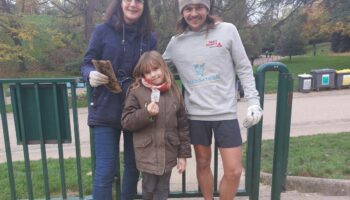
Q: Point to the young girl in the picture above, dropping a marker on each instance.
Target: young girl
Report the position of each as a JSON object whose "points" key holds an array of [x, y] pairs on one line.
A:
{"points": [[155, 113]]}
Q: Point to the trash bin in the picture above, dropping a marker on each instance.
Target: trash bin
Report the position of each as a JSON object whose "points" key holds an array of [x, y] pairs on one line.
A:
{"points": [[305, 83], [323, 79], [342, 78]]}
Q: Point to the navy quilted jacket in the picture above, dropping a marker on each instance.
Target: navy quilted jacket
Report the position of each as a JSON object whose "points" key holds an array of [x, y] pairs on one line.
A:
{"points": [[106, 44]]}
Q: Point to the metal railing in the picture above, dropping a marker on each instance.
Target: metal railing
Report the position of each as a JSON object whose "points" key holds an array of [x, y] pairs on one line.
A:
{"points": [[55, 88]]}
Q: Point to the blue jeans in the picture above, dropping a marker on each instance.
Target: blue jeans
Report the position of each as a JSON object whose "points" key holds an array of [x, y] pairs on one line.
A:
{"points": [[107, 154]]}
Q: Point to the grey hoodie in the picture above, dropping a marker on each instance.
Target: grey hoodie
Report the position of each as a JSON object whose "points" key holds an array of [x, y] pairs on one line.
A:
{"points": [[208, 64]]}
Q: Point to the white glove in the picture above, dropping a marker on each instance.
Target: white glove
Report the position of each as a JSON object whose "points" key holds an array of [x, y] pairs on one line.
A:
{"points": [[96, 79], [254, 115]]}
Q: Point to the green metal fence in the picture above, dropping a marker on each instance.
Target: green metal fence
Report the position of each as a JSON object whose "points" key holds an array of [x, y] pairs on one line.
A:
{"points": [[42, 117]]}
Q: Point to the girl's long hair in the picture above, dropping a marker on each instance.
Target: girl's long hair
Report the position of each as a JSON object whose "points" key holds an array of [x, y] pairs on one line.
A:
{"points": [[144, 23], [149, 60]]}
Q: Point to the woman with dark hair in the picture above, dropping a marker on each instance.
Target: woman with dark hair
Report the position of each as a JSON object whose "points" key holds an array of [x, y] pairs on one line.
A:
{"points": [[124, 36]]}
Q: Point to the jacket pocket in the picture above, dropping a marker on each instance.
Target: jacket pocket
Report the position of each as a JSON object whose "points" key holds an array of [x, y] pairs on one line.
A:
{"points": [[173, 145], [144, 152]]}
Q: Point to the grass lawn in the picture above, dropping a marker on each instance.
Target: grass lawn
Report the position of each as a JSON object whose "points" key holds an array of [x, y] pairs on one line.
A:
{"points": [[38, 179], [323, 155]]}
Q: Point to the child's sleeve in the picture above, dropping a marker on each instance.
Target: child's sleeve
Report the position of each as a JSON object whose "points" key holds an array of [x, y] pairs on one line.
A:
{"points": [[134, 116], [184, 134]]}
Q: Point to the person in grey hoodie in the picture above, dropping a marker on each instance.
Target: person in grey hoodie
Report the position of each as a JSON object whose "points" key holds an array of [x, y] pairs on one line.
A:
{"points": [[208, 54]]}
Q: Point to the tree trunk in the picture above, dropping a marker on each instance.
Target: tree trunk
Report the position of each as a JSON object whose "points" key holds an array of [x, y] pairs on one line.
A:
{"points": [[314, 47], [22, 61]]}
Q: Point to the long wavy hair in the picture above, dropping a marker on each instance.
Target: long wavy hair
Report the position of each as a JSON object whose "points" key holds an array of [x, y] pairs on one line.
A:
{"points": [[148, 61], [144, 23], [182, 26]]}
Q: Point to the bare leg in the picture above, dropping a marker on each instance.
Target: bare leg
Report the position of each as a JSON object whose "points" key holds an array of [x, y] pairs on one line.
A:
{"points": [[204, 174], [231, 159]]}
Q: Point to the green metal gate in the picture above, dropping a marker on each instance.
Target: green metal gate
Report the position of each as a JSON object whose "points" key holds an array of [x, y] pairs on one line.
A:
{"points": [[47, 98]]}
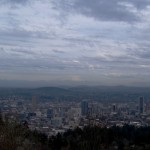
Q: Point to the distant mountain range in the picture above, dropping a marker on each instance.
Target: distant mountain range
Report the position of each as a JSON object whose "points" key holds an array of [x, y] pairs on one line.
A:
{"points": [[98, 93]]}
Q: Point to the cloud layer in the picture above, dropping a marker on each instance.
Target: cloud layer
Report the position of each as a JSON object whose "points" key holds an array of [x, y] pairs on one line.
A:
{"points": [[75, 41]]}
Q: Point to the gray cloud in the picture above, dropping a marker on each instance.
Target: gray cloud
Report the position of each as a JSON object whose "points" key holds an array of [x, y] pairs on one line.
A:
{"points": [[114, 10]]}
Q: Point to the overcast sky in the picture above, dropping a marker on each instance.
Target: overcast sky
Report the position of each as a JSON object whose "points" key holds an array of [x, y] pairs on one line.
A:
{"points": [[102, 42]]}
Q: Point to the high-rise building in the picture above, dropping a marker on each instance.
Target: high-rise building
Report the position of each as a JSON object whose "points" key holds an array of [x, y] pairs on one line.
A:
{"points": [[50, 113], [84, 108], [34, 103], [141, 105]]}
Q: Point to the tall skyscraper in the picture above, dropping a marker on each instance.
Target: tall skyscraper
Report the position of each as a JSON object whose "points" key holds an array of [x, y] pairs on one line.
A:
{"points": [[84, 108], [50, 113], [141, 105], [34, 103]]}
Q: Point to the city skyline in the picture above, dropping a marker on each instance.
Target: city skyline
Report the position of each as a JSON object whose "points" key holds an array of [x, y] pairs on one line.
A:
{"points": [[74, 42]]}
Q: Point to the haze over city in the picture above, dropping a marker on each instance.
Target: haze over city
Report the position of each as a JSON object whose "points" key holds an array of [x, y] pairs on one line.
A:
{"points": [[74, 42]]}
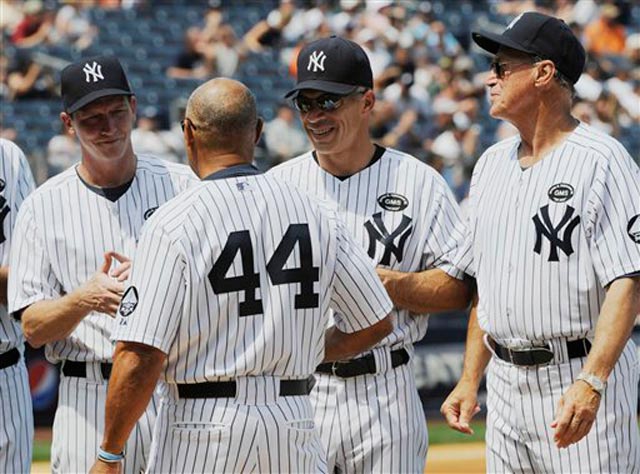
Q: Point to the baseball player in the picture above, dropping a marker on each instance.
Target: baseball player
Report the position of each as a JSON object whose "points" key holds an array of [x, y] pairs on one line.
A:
{"points": [[403, 215], [557, 267], [74, 237], [233, 315], [16, 417]]}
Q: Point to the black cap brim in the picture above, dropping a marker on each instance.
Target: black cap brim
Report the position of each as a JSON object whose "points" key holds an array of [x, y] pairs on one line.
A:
{"points": [[95, 96], [491, 42], [324, 86]]}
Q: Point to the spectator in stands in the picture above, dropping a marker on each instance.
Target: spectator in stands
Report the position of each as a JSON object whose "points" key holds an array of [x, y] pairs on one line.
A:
{"points": [[283, 137], [63, 151], [146, 138], [192, 62], [29, 80], [605, 35], [226, 52], [73, 26], [35, 25], [268, 33]]}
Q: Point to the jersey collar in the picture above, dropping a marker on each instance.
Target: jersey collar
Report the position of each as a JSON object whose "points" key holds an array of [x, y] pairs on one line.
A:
{"points": [[244, 169]]}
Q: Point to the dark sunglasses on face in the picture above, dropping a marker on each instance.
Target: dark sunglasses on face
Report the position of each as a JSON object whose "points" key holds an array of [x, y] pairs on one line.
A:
{"points": [[500, 69], [325, 102]]}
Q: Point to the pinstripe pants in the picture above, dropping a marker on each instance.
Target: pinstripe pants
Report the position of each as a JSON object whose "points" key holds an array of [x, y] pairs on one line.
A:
{"points": [[16, 419], [250, 433], [372, 423], [521, 405], [79, 424]]}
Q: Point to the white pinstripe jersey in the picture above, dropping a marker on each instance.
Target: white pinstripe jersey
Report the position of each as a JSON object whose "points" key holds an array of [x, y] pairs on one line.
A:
{"points": [[543, 242], [16, 183], [401, 212], [249, 269], [64, 229]]}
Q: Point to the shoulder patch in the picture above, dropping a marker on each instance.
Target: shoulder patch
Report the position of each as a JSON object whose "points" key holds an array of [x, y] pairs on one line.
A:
{"points": [[393, 202], [560, 192], [149, 212], [633, 228], [129, 302]]}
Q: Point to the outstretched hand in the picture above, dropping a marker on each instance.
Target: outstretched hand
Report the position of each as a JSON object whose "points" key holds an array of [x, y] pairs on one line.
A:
{"points": [[460, 407]]}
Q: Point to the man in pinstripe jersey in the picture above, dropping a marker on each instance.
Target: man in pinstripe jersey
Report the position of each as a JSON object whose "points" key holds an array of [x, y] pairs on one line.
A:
{"points": [[71, 235], [401, 211], [552, 246], [233, 314], [16, 416]]}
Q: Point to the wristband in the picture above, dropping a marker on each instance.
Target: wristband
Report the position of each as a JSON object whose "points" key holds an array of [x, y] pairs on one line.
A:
{"points": [[106, 456]]}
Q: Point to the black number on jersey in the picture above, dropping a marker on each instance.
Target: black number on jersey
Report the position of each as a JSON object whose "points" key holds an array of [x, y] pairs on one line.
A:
{"points": [[305, 274]]}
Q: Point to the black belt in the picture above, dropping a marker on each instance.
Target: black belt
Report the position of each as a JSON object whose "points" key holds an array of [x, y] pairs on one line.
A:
{"points": [[361, 365], [72, 368], [9, 358], [288, 388], [540, 355]]}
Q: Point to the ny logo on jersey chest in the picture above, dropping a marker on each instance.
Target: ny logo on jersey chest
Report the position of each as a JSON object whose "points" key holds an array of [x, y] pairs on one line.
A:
{"points": [[393, 242], [545, 228]]}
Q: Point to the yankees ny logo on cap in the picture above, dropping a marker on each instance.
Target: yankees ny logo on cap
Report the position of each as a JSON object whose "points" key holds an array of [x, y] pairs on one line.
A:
{"points": [[93, 71], [316, 60], [91, 79], [347, 69]]}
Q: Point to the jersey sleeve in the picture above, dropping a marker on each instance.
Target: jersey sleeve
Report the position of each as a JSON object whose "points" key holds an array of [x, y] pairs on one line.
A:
{"points": [[31, 278], [464, 257], [152, 305], [613, 218], [446, 234], [358, 297], [17, 190]]}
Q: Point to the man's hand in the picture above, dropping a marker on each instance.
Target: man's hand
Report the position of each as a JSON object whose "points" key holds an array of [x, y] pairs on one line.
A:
{"points": [[106, 467], [102, 293], [575, 415], [122, 272], [460, 406]]}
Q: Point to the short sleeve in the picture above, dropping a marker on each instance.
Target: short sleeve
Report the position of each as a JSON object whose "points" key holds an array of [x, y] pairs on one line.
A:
{"points": [[613, 217], [152, 305], [31, 278], [446, 232]]}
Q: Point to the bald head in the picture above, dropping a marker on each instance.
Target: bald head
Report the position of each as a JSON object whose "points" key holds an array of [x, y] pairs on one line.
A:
{"points": [[224, 113]]}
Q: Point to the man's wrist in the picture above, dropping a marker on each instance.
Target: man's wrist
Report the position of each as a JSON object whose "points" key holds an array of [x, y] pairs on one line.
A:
{"points": [[109, 456], [596, 383]]}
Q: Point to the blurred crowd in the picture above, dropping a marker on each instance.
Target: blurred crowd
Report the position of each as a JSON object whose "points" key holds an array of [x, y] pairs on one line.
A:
{"points": [[429, 80]]}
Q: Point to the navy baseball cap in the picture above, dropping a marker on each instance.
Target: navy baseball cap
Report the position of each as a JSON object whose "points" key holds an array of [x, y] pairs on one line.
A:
{"points": [[334, 65], [540, 35], [90, 79]]}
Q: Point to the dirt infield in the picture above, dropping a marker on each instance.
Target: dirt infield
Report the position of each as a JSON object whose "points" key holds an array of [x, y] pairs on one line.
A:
{"points": [[465, 458]]}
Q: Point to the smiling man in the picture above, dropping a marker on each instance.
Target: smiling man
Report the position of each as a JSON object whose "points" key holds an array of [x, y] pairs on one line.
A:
{"points": [[65, 283], [402, 213], [557, 265]]}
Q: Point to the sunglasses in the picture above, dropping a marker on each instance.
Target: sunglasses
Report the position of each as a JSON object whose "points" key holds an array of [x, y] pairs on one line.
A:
{"points": [[500, 69], [325, 102]]}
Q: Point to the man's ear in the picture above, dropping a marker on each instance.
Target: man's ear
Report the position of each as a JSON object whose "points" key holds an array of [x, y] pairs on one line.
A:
{"points": [[369, 100], [65, 118], [259, 126], [546, 71]]}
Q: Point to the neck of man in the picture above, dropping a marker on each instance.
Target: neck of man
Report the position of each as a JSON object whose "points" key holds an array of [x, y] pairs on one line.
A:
{"points": [[543, 130], [208, 166], [108, 173], [347, 162]]}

__Exercise requirements__
Copy the data word for word, starting at the line that contains "Q: Point to the neck" and continuing through the end of the data.

__Task result__
Q: Point to the neck of man in the picture above, dropping a marker on each instance.
Target: neck of man
Report the position of each as a JSON object whose "points" key holds an array of [x, y] pairs on one line.
A:
{"points": [[543, 130], [208, 166], [108, 173], [347, 162]]}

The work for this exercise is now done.